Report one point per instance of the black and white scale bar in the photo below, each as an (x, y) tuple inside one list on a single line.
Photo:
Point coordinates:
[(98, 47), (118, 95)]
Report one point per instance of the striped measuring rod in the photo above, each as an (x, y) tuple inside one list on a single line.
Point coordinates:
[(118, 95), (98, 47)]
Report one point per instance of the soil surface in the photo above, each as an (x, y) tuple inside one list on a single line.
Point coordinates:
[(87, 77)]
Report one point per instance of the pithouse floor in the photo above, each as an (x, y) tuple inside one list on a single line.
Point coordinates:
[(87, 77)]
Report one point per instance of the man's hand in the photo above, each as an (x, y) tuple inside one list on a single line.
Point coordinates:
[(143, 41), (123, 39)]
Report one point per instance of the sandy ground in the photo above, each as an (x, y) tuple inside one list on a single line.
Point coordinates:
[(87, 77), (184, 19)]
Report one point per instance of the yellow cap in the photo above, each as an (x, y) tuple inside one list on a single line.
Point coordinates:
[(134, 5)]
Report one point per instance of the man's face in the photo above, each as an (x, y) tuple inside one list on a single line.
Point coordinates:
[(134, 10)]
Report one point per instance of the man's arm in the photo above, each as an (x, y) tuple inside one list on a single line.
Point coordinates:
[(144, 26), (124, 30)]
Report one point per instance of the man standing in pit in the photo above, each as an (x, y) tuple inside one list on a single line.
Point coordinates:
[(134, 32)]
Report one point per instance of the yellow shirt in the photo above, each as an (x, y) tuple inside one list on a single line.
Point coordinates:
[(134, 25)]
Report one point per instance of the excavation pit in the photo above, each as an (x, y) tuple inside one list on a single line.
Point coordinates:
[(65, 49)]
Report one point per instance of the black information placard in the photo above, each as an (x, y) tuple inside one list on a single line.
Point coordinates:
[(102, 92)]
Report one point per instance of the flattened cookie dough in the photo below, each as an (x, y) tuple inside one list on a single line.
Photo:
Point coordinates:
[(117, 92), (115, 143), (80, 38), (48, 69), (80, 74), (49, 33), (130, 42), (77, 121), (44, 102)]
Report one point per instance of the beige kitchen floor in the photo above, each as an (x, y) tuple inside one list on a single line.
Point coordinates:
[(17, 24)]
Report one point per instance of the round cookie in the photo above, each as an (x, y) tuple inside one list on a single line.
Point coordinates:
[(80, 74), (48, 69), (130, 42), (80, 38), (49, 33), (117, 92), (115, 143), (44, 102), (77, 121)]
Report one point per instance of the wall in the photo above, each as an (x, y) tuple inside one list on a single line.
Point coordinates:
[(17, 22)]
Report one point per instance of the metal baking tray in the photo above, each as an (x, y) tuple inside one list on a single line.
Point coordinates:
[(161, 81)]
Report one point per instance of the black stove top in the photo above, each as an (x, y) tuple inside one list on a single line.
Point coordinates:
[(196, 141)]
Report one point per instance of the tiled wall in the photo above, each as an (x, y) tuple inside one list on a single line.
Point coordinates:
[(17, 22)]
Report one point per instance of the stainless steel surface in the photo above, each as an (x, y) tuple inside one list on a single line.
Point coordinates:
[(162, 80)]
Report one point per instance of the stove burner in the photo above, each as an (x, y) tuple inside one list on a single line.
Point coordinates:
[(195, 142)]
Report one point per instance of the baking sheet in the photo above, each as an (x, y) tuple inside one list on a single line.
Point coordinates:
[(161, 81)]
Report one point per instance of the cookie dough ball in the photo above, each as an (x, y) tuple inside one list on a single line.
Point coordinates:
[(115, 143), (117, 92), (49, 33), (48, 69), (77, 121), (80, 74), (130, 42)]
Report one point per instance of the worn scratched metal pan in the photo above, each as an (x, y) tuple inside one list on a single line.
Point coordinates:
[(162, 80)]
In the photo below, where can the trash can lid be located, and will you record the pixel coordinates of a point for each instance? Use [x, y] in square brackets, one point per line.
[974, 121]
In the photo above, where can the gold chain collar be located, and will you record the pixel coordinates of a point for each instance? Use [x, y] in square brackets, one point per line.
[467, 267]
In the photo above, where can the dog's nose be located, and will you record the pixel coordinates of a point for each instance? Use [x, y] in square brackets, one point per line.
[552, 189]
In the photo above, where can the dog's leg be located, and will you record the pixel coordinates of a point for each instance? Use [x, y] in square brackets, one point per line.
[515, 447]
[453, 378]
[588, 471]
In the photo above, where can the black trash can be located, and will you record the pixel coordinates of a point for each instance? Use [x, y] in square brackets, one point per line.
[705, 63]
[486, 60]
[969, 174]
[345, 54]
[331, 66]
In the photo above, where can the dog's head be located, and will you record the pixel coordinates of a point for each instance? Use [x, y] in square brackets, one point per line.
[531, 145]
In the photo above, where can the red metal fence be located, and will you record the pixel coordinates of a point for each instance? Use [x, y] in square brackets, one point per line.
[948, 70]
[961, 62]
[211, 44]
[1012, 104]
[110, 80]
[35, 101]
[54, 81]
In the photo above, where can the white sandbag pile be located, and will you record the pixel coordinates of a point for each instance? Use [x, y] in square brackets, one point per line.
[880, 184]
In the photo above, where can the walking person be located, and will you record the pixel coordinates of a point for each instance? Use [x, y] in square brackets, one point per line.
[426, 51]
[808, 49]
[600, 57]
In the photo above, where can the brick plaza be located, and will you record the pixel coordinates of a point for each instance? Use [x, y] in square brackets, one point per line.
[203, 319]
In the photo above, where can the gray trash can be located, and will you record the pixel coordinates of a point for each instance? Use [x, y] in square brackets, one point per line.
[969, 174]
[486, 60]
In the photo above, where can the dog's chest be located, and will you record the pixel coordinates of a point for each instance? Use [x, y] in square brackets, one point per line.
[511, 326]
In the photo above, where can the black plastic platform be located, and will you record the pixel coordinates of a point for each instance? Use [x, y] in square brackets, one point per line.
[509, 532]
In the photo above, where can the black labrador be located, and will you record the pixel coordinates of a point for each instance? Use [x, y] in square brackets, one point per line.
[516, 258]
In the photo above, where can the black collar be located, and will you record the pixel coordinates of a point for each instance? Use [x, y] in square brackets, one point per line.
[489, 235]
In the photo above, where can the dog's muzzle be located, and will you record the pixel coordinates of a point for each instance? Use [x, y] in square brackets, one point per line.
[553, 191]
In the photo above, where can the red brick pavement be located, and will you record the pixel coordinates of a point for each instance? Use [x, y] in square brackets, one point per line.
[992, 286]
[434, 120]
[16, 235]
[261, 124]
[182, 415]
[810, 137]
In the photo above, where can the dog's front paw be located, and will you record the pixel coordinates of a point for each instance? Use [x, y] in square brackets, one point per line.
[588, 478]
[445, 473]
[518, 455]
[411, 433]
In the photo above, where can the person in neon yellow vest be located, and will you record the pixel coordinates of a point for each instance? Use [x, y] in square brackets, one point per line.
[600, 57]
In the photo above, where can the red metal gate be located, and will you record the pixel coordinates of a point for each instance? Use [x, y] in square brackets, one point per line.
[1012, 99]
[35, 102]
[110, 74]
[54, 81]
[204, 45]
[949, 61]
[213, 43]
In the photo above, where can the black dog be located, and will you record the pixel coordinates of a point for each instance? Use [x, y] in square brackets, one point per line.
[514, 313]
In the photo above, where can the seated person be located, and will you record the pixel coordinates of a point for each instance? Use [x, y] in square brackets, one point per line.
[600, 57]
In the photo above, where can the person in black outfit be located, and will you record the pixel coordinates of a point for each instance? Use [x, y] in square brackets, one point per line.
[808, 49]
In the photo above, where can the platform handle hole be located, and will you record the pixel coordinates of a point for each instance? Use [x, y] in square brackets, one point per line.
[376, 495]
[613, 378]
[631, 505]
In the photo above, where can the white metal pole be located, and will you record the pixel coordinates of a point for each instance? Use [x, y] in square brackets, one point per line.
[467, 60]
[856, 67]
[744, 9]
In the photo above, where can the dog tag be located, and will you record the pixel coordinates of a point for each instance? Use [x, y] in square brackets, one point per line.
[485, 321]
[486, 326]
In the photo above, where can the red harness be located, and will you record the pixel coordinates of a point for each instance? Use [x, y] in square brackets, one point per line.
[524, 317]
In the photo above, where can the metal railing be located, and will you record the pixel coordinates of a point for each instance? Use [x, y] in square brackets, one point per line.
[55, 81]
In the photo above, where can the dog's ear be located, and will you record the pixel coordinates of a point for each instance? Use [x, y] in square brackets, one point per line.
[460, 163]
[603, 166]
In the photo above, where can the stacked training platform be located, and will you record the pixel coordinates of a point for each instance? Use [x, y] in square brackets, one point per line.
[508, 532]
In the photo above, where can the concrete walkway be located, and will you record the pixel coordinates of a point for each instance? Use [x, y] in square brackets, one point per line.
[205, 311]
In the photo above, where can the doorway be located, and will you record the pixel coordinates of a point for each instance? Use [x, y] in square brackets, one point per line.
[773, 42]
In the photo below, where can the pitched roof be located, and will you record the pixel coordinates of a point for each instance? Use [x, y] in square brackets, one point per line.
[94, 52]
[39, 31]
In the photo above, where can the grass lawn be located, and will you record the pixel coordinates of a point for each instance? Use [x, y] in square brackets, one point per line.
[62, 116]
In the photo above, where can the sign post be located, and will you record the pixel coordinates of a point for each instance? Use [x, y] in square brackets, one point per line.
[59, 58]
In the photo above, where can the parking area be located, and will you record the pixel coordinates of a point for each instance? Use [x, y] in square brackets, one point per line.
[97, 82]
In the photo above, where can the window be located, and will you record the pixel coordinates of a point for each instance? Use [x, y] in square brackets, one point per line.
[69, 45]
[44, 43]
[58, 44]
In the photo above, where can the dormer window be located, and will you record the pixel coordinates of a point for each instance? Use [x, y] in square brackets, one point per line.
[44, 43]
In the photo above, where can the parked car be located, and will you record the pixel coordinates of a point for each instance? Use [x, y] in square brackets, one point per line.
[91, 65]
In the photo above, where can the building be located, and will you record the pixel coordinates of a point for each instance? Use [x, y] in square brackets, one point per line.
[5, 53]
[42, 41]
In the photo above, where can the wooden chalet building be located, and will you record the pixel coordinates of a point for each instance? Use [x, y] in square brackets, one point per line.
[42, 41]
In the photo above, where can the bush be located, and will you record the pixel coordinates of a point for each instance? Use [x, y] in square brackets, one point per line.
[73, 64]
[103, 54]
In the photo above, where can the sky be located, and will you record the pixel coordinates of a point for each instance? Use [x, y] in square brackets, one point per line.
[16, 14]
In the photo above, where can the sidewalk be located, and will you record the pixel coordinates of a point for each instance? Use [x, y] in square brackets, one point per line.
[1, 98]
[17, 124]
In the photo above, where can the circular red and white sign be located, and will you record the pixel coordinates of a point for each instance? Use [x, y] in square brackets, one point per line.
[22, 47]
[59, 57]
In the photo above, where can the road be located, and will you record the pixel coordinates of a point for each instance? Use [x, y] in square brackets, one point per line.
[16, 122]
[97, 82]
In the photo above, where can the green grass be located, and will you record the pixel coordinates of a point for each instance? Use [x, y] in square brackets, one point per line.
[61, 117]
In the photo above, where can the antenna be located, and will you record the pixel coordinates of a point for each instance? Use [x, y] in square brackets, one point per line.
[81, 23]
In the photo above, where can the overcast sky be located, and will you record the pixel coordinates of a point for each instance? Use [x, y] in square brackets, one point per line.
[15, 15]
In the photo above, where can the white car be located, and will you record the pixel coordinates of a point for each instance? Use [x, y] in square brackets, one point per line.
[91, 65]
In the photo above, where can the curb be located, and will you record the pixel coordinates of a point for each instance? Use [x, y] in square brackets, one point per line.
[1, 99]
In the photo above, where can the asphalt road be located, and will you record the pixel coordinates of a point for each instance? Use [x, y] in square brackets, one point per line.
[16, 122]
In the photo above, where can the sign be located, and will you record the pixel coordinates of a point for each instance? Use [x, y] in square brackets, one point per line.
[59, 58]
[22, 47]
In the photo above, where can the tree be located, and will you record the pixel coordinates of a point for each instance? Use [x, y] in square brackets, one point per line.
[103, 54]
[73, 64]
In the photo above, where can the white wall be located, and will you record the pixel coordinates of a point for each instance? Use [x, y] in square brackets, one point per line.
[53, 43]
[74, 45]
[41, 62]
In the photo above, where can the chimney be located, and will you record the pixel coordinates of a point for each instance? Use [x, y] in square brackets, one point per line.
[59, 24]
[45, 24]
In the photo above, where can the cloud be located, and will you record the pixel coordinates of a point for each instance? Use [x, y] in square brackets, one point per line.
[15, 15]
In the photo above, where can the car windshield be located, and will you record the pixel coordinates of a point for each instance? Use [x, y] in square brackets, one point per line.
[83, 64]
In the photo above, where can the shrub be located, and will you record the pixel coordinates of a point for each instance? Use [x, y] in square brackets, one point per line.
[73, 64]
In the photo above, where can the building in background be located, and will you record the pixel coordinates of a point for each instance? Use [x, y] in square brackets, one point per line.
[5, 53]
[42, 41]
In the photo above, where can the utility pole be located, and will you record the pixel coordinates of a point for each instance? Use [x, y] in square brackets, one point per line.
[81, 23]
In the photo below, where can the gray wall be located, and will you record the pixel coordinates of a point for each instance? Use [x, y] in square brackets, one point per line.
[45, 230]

• TASK OBJECTIVE
Look above for the line with "Report one point per instance of the black stove" and the line with "Report one point per instance of the stove". Write out those two lines and all the lines between them, exactly, and no others.

• RESPONSE TO THE EXERCISE
Report one point per instance of the black stove top in the photo above, each as an (x, y) tuple inside one list on a single line.
Point coordinates:
[(196, 141)]
Report one point per instance of the tiled wall in the photo above, each as an (x, y) tuple inside one list on a single line.
Point coordinates:
[(17, 22)]
Report one point per instance of the stainless steel surface in the photo above, each as an (x, y) tuple inside one list on a single line.
Point coordinates:
[(162, 80)]
Report one point per instance of the stove burner in the photo above, each as an (x, y) tuple inside one list on a single line.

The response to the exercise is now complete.